**EXERCISE BRIEF:**
Show each line from the rows below that contains the word "query". Case counts.

**Entries from a dataset:**
__________________________________________________
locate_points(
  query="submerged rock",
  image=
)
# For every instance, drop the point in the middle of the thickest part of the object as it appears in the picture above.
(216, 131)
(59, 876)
__________________________________________________
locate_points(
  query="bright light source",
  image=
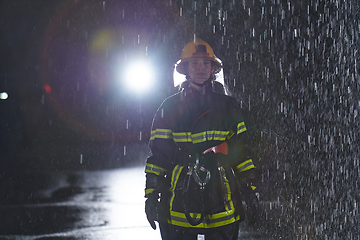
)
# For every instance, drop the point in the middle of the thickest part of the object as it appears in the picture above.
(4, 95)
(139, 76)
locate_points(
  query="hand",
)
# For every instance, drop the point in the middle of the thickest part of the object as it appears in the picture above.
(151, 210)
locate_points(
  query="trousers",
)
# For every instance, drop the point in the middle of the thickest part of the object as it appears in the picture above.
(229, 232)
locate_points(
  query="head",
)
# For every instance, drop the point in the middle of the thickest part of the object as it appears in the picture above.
__________________________________________________
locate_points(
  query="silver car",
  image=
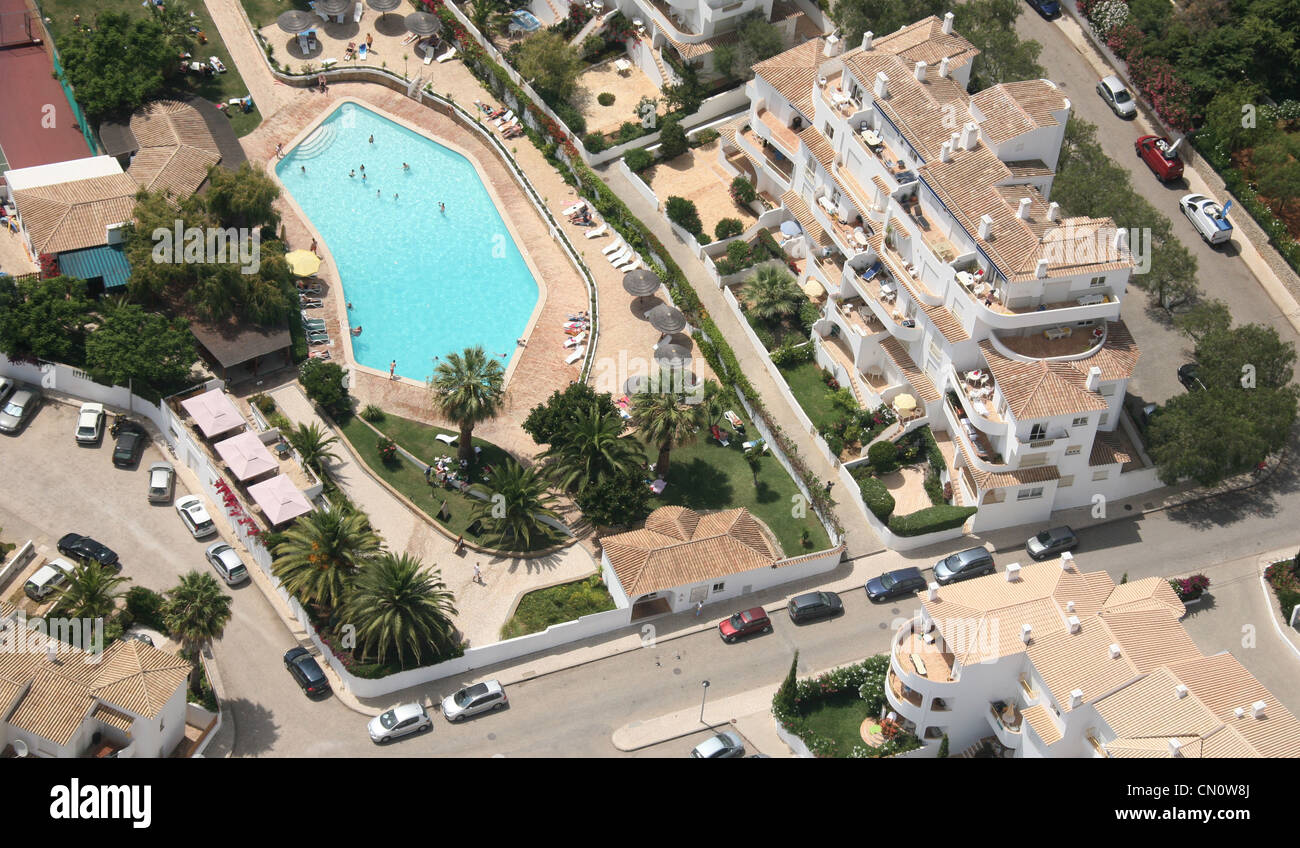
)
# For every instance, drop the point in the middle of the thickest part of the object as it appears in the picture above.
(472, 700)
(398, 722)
__________________________________________________
**RESULT FOR THIS TASK:**
  query="submerged rock",
  query="bright light source",
  query="hand",
  query="trousers",
  query="head",
  query="silver car",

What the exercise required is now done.